■ **Task input**:
* Begin *
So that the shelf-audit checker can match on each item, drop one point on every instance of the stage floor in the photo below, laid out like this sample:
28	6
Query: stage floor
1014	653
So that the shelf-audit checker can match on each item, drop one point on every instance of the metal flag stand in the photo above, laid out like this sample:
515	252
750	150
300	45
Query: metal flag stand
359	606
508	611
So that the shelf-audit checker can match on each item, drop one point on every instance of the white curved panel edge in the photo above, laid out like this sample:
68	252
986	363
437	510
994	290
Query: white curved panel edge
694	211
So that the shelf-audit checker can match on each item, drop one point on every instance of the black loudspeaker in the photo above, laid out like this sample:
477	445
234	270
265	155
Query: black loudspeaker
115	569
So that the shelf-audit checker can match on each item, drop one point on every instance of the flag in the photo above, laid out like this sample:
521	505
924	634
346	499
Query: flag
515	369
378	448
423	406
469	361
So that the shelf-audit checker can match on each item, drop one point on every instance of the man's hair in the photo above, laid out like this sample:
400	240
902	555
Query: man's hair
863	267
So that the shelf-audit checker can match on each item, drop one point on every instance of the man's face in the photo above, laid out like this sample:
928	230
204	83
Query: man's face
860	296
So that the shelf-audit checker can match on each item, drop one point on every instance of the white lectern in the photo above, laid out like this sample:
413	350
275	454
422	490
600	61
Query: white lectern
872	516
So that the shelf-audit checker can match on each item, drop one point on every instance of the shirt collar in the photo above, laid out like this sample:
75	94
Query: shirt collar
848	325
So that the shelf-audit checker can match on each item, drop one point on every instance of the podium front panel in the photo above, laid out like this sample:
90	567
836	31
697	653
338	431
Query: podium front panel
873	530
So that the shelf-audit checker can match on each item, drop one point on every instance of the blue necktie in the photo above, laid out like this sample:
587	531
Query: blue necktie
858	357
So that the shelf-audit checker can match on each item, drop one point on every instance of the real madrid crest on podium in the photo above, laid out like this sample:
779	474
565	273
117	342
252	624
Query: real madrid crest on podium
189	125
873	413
* End *
■ **Task goal**: Copy every line above word for word, from first to last.

■ **Written answer**:
So that the shelf-audit checker can match on each item, drop one point on every instance of the stage floor in the photo below, laid out like this sample:
28	6
Query: stage floor
1014	653
So that the shelf-audit checker can match on each item, drop one point on every instance of the metal flag stand in the photo above, laid out like this sample:
515	252
750	150
300	45
Query: metal flag stand
359	606
508	611
So that the shelf-audit checker can match on each item, drop one point on every instance of the white curved panel edge in the photo above, laid out like this sample:
68	252
986	363
437	510
994	290
Query: white curved panel edge
694	211
So that the shelf-audit checker can match on each item, drop one point on every instance of the black loudspeaker in the photo above, laid out like this sample:
477	445
234	270
265	155
Query: black loudspeaker
115	569
So that the shelf-audit checker can match on each item, drop one point on every instance of the flag in the photo above, laid out like this sample:
521	505
924	634
346	499
Query: flag
515	369
378	448
423	406
469	361
So that the shelf-audit checker can match on each item, drop one point on every instance of the man's hair in the photo above, laid out like this sample:
400	240
902	555
Query: man's hair
863	267
So that the shelf-audit checker can match on each item, drop one point on every instance of the man's face in the photo above, laid out like this sample:
928	230
204	83
Query: man's face
860	296
So that the shelf-audit checker can match on each item, drop one point on every instance of the white lectern in the photo above, laid out like this sample:
413	350
275	454
422	490
600	61
Query: white lectern
872	516
So that the shelf-audit checker can match on each item, drop one point on every instance of the shirt collar in the photo above, laid out like this sample:
75	94
Query: shirt collar
848	325
So that the shelf-audit checker can match on each item, drop one point on every instance of the podium front panel in the photo above, laid out like this sample:
90	567
836	31
697	653
338	431
Query: podium front panel
873	530
So that the shelf-audit checker can match on each item, drop one point on every instance of the blue necktie in the photo above, laid out like this sample:
587	531
Query: blue necktie
858	357
So that the shelf-audit checker can match on each item, drop one point on every instance of the real madrid crest on podium in the photo above, laid out like this sample:
779	474
565	273
117	342
252	624
Query: real madrid crest on podium
189	125
873	413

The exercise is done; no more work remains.